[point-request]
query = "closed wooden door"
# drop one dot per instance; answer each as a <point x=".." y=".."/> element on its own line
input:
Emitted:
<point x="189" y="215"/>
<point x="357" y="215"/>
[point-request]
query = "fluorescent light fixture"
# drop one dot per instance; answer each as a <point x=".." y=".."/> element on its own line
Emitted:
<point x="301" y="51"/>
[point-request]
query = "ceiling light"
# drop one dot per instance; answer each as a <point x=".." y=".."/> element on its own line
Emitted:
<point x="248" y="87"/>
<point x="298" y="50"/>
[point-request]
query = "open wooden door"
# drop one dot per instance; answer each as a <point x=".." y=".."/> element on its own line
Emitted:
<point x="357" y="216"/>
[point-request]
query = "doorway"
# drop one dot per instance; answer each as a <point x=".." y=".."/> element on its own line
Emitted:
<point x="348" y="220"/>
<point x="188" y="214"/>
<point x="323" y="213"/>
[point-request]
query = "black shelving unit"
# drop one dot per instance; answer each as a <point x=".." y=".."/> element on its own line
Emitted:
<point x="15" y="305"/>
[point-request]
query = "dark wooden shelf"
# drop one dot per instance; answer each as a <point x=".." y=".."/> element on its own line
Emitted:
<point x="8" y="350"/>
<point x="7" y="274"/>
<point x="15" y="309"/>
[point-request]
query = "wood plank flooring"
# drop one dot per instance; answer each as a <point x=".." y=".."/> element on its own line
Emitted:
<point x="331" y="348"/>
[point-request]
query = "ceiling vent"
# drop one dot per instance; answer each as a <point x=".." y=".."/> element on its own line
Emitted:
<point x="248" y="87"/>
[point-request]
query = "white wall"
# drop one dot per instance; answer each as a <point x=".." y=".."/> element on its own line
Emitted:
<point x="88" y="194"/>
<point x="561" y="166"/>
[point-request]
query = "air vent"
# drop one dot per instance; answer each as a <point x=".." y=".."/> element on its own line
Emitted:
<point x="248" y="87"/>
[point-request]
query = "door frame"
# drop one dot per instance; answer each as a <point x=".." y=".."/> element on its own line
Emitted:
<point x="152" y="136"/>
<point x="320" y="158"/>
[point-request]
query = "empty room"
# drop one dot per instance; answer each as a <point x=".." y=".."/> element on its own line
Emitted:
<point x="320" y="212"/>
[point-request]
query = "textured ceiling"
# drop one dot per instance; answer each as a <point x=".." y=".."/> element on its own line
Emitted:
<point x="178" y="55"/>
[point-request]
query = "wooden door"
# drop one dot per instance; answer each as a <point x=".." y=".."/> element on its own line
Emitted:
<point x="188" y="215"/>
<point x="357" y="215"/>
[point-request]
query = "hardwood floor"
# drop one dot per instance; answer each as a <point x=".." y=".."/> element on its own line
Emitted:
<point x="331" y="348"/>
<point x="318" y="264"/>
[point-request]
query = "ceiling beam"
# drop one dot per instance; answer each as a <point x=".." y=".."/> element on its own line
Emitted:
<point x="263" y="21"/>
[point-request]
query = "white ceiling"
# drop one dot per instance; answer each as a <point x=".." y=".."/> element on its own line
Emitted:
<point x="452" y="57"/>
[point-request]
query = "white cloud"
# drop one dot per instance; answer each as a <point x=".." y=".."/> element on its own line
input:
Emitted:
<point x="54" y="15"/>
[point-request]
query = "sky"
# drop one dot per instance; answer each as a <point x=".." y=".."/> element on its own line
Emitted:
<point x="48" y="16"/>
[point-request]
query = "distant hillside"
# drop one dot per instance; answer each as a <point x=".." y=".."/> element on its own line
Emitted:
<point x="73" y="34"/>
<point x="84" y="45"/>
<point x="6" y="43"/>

-------------------------

> **Your instructions**:
Within the lines above, find those holding the word "light" and copy them.

> **Reply**:
query = "fluorescent light fixture"
query = "ceiling light"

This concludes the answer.